Source document:
################

Poor old J.K. Toole, so thoroughly brilliant and correspondingly nuts, sucked the exhaust-pipe back in ’69, having determined that self-asphyxiation was the answer, just because Simon and Schuster wouldn’t publish his satirical novel about New Orleans oddballs. I guess he showed them. His book, A Confederacy of Dunces, appeared posthumously, in which state it won a Pulitzer Prize and sold a million-and-a-half copies.
You might say Toole had the last long laugh: He’s doorknob-dead, sure, but so is the D.H. Holmes department store that was the hub of his story, so is the entire city of New Orleans, and so too, for good measure, are book publishing and book retailing. (I can’t recall the make of the automobile wherein the author chose to end it all, but to complete the chain I’d guess it had to be a smoke-emitting Oldsmobile, or De Soto, or AMC Ambassador, or some other now-defunct American brand.)
This phenomenal string of Toole-related mortalities deserves to be called something, so we’ll name it in honor of Toole’s protagonist. Gather round, and hear about the Curse of Ignatius J. Reilly.
Dead books. The British author Simon Winchester, whose middle-brow investigative subjects have included the Oxford English Dictionary, recently told the Guardian newspaper: “Until six months ago, I was clinging to the idea that printed books would likely last forever. Since the arrival of the iPad, I am now wholly convinced otherwise. The printed book is about to vanish at extraordinary speed.”
His comment was prompted by the report that the venerable old OED – which, you could claim, forms the very building-blocks of all English-language literature – may migrate entirely to an exclusively electronic format.
Does it follow, then, that days are numbered for the printed word? There’s scads of well-publicized evidence to support Winchester’s view. Amazon.com claims their sales of e-books for the Kindle device already exceeds the volume of hardcover books they ship. And Sony, which sells competing e-readers, figures there will be more digital books than paper copies produced, within a mere five years.

################

What the task requires:
In the essay on the Curse of Ignatius J. Reilly above, rewrite the paragraph beginning "Does it follow, then" as a short bulleted list that keeps its main facts.

################

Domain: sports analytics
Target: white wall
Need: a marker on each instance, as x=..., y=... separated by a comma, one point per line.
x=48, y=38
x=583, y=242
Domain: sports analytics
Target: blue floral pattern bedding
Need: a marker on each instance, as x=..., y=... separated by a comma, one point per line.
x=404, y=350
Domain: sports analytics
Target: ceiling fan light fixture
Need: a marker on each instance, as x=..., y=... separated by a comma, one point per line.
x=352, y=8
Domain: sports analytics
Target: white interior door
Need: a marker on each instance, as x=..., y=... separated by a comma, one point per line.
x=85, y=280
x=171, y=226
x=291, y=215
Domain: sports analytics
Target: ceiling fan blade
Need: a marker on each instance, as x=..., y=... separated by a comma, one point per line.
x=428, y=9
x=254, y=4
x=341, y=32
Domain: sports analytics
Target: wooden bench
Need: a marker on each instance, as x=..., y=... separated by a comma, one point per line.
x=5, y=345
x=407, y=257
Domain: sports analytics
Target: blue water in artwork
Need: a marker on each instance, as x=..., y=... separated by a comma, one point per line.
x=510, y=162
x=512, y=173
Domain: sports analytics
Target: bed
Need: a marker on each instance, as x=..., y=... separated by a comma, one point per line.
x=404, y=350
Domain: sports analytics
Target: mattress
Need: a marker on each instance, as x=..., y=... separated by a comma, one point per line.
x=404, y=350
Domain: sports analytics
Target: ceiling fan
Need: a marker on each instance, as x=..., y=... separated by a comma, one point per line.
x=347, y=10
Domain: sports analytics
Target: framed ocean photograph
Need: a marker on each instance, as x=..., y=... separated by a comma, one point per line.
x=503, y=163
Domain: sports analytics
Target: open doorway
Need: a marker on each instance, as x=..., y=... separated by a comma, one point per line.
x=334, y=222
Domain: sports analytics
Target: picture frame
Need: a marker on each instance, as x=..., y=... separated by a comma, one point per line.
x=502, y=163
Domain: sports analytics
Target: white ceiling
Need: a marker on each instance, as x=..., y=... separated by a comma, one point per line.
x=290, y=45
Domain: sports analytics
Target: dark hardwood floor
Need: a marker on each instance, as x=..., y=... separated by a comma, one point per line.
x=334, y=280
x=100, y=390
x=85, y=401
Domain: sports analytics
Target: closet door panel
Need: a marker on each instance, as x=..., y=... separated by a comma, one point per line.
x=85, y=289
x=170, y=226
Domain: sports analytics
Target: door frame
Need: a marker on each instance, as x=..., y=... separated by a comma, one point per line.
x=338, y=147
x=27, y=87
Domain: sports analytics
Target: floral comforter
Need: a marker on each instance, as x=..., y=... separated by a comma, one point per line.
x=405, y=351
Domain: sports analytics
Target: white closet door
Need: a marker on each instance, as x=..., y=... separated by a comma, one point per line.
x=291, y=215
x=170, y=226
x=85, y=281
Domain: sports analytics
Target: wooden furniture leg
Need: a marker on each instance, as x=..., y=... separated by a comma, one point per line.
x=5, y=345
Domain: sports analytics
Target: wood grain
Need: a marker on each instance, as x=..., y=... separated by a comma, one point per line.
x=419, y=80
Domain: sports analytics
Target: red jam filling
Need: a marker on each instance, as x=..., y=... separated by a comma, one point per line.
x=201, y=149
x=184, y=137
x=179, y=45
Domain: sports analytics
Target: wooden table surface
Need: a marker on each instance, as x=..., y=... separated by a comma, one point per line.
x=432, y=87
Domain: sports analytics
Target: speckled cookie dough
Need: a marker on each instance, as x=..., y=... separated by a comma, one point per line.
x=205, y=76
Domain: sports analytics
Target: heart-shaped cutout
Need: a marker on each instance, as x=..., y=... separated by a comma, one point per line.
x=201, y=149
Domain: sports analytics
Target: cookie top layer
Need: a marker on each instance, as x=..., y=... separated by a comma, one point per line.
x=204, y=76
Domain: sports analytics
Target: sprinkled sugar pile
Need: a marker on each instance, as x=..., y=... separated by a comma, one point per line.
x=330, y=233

################

Exercise output:
- Much well-publicized evidence supports Winchester's view that the printed word's days are numbered.
- Amazon.com says its Kindle e-book sales already exceed the volume of hardcover books it ships.
- Sony, which sells competing e-readers, expects more digital books than paper copies to be produced within five years.